[BEGIN Given records]

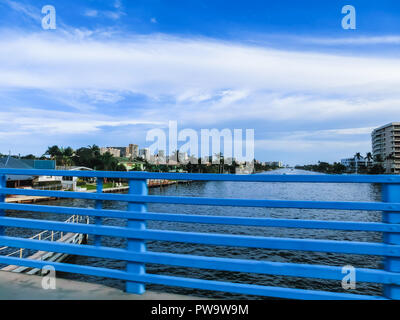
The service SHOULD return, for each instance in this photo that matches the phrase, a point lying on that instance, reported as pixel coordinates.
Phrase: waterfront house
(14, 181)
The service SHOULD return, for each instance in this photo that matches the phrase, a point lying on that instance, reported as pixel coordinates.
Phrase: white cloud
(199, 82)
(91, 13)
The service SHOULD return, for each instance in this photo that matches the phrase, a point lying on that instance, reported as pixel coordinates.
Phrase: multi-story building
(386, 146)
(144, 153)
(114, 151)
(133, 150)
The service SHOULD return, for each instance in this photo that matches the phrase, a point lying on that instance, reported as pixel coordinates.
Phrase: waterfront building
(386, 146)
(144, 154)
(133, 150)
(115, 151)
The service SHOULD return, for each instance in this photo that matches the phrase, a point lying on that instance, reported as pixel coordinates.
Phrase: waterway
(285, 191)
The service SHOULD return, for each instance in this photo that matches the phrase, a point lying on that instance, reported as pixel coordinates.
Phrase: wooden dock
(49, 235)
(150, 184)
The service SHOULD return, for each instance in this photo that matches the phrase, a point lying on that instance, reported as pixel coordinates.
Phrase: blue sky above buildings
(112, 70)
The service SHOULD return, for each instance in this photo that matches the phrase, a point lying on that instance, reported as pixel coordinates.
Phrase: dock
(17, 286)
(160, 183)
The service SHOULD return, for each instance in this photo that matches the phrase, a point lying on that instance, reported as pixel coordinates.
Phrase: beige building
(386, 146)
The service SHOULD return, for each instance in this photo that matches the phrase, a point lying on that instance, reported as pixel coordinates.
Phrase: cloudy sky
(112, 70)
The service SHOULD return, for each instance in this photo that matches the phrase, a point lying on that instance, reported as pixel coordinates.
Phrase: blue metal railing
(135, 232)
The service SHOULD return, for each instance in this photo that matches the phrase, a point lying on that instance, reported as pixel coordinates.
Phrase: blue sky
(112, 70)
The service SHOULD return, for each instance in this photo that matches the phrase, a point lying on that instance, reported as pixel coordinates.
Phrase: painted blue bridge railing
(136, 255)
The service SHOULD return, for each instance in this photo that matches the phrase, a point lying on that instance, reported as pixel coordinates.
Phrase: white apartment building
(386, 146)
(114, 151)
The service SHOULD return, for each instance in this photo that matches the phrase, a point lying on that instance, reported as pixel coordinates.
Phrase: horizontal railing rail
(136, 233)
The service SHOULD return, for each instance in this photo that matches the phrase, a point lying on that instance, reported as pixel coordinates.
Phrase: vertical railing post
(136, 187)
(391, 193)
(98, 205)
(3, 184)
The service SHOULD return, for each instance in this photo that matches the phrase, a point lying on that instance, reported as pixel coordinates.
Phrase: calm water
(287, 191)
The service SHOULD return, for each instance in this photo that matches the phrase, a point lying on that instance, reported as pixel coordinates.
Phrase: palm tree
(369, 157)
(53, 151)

[END Given records]
[BEGIN Given records]

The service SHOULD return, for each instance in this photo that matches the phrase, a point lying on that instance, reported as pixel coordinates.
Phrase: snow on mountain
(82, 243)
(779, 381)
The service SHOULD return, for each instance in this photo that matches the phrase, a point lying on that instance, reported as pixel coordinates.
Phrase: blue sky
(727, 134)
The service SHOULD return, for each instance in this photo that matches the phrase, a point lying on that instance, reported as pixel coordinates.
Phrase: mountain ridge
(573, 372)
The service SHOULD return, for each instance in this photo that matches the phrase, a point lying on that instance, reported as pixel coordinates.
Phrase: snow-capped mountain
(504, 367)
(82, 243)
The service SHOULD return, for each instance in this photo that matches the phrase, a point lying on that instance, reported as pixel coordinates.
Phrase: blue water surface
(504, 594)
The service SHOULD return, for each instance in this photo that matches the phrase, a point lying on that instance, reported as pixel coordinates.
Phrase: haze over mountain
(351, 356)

[END Given records]
[BEGIN Given records]

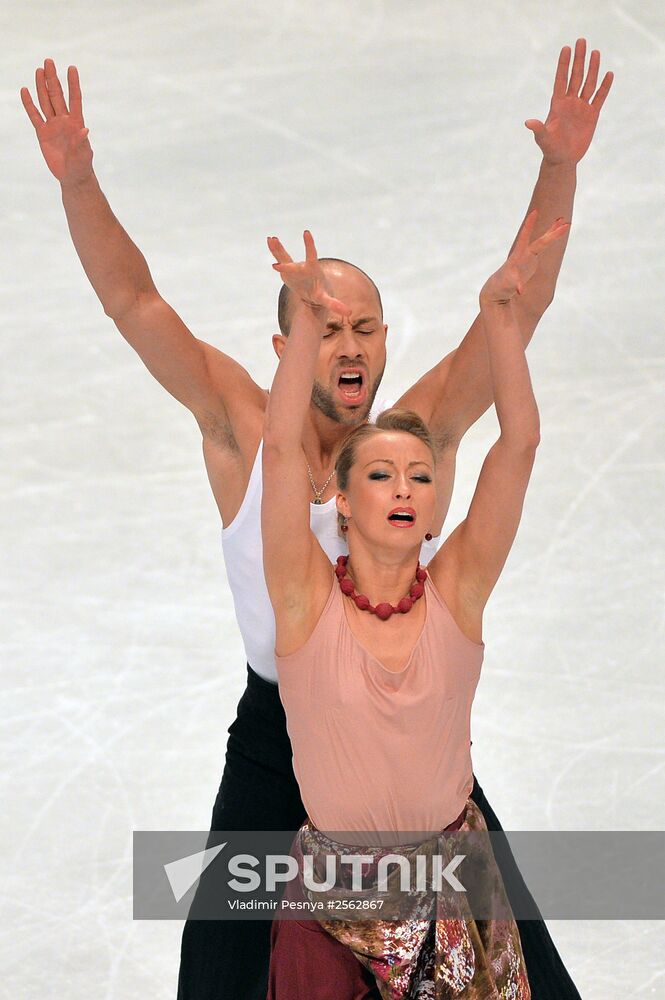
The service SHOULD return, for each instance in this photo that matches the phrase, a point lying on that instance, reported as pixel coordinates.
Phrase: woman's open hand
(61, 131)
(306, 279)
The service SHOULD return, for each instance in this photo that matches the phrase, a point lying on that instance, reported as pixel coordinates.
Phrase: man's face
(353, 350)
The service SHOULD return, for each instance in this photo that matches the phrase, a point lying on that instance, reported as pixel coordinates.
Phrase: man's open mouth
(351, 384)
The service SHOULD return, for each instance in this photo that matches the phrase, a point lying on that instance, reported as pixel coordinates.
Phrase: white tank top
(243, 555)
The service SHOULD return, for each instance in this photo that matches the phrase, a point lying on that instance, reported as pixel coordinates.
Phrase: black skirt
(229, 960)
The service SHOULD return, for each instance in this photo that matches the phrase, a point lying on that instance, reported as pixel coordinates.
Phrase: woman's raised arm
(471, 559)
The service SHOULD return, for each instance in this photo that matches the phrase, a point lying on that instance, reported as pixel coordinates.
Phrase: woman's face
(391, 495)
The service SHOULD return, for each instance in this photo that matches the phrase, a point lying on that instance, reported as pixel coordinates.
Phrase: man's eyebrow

[END Given records]

*Exercise goal*
Report each line of the material that contains the word "blue", reproducing every such line in full. Case counts, so a line matches only if it has that word with the same capitalization.

*Complete answer*
Phrase: blue sky above buildings
Phrase: blue metal railing
Phrase: blue sky
Phrase: painted blue bridge railing
Phrase: blue sky
Phrase: blue water surface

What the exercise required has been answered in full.